--- WHAT THE EXERCISE ASKS ---
From the line with "Tag the crowd" to the final line of the records, reproduce every line exactly and only those lines.

Start of EXTRACTED INFORMATION

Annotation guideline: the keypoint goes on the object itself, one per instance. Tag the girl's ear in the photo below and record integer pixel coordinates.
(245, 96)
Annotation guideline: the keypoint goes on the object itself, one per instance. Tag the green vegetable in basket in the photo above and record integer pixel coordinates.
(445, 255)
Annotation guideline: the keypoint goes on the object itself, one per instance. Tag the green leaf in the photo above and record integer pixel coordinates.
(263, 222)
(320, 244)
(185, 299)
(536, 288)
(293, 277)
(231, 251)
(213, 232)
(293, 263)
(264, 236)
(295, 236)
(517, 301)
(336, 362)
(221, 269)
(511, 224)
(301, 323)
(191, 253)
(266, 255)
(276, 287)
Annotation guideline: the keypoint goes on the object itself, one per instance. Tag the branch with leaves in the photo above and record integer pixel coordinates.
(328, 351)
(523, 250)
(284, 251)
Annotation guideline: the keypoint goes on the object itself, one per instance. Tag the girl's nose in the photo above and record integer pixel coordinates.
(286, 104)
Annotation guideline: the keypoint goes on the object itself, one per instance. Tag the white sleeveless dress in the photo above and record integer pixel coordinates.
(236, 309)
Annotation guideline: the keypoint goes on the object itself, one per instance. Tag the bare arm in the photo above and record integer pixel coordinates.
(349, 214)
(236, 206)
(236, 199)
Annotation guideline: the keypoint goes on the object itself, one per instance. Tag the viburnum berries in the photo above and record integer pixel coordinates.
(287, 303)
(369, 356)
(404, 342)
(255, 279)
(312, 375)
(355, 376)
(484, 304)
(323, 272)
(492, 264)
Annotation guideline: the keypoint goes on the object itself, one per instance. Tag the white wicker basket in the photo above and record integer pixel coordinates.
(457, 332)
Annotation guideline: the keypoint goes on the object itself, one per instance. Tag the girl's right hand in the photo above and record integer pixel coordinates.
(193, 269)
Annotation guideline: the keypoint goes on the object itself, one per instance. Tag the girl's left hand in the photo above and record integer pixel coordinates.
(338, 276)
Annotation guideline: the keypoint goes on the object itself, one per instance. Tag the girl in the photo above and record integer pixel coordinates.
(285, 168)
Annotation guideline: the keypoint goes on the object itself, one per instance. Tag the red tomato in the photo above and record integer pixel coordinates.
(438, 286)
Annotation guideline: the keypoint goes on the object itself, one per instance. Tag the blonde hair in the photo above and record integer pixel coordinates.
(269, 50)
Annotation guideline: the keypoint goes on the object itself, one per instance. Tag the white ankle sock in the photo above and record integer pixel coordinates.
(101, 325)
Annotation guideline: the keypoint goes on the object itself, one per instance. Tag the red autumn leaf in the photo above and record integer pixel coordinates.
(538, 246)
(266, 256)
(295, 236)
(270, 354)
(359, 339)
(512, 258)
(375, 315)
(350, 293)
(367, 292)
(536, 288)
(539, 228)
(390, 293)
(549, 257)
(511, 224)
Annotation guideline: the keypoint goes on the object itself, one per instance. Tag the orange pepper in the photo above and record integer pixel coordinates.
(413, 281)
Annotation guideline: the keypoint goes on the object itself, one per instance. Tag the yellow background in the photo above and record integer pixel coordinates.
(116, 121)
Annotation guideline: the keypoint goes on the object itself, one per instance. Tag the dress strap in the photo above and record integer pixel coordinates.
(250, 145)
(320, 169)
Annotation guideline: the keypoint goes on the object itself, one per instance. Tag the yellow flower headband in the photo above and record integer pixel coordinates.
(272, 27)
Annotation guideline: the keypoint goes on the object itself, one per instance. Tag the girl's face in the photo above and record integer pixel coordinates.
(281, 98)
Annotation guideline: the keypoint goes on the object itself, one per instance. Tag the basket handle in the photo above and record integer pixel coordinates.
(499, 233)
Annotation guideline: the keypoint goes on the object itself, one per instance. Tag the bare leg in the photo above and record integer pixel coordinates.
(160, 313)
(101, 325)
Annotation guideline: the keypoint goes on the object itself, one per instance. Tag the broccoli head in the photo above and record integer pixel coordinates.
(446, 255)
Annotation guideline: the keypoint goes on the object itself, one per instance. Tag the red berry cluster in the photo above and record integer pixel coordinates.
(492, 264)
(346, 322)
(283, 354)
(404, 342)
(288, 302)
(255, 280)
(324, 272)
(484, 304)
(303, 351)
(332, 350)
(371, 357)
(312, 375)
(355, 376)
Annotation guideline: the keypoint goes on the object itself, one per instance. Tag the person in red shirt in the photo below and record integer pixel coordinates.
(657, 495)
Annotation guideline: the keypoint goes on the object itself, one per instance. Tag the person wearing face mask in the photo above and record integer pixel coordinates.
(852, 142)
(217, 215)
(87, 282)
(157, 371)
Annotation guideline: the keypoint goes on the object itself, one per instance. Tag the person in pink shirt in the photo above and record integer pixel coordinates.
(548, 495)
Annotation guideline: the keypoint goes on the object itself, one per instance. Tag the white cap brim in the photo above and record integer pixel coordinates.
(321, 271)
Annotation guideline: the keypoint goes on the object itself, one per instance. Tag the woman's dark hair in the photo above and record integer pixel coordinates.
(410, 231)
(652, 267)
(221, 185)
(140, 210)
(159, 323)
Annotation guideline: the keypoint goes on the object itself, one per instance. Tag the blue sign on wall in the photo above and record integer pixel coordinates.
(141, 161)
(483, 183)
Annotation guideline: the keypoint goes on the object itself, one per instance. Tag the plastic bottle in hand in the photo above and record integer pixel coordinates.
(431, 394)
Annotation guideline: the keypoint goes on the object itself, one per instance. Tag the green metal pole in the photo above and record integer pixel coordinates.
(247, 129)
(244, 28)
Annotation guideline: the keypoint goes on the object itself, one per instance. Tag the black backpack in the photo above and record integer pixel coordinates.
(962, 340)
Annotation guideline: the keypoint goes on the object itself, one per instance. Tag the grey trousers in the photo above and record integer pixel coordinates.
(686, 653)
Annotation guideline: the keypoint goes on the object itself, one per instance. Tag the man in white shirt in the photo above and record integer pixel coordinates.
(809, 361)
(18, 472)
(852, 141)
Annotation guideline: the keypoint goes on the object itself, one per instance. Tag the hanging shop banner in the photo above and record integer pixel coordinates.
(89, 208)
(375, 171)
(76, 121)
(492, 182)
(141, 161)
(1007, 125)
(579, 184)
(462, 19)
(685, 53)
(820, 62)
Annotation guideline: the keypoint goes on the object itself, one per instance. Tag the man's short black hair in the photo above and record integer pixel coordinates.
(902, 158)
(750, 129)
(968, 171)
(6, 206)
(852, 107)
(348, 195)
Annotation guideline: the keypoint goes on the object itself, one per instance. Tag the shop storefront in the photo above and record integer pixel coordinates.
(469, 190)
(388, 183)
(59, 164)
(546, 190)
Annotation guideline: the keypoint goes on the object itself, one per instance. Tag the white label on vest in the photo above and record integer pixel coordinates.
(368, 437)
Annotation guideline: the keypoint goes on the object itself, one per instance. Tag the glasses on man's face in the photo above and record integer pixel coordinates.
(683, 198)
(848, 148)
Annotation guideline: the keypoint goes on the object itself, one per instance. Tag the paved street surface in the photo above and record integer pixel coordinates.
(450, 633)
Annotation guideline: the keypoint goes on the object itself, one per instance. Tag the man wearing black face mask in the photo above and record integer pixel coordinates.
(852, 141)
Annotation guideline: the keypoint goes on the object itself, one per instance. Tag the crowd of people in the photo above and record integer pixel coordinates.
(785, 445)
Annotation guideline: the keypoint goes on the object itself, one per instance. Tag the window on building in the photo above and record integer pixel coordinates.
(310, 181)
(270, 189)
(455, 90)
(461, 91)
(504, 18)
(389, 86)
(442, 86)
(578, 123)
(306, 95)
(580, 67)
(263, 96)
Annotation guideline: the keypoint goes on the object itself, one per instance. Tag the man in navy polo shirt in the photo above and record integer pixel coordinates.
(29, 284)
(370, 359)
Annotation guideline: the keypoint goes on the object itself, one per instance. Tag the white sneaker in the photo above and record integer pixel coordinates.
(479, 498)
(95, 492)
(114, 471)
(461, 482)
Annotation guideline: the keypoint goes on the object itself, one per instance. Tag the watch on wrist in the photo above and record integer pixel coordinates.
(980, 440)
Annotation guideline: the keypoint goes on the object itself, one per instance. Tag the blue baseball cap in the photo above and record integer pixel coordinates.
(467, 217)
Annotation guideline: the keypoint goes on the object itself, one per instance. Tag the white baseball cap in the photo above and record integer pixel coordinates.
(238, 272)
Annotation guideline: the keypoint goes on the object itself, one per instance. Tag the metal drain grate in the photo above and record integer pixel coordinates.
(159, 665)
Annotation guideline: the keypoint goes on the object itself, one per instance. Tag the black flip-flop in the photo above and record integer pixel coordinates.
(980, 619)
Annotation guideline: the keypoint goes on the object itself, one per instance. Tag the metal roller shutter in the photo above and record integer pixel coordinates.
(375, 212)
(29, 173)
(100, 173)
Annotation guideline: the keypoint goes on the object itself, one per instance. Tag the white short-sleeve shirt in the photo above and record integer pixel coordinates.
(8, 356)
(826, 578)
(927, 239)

End of EXTRACTED INFORMATION

--- TASK RESULT ---
Annotation guideline: the keypoint goes on the object itself, one per instance. Tag the crowd of people in the photo above and record integer pixel coordinates.
(785, 445)
Annotation guideline: the keypoint goes on the object itself, one per instance. Tag the window on building in the photo above and record integer pixel coordinates.
(310, 181)
(270, 189)
(455, 90)
(461, 91)
(504, 18)
(389, 86)
(442, 86)
(578, 123)
(306, 95)
(580, 67)
(263, 96)
Annotation guideline: the keypoint goes on the object itself, one per instance. Tag the man in navy polo shirt in the photo above and record integer pixel coordinates.
(29, 284)
(370, 359)
Annotation guideline: the keypoint goes on the object itself, one per instance. Tag the white sneaker in the photo above and record integer pixel coordinates.
(479, 498)
(95, 492)
(114, 471)
(461, 482)
Annotation guideline: the keypoint goes on the object itself, one per instance. Tag the watch on wrist in the photo above and record integer pixel coordinates.
(980, 440)
Annotation guideline: the keypoint goes on the object itself, one per instance. Tag the blue baseball cap in the photo above and record integer pixel coordinates.
(467, 217)
Annotation guideline: the keypoint goes on the object itself, one per instance. Tag the white baseball cap in the photo above and record integer pixel coordinates.
(238, 272)
Annotation guideline: the keypoint goes on the object itself, one per instance. Tag the metal drain grate in the photo above and record integer pixel coordinates.
(159, 665)
Annotation guideline: the keypoint goes on the object itself, one per instance. Tag the black flip-flop in the photo above and record integer pixel coordinates.
(980, 619)
Annotation guideline: the keypoint goes on the object itself, one per instance. Tag the metal roller shutter in the photo above and record integer pixel coordinates.
(375, 212)
(29, 173)
(100, 173)
Annotation guideline: the keypoint goes on the object itself, one per instance. Tag the white short-sleeve shirt in the photo above and record integer pixel coordinates.
(8, 356)
(826, 578)
(927, 239)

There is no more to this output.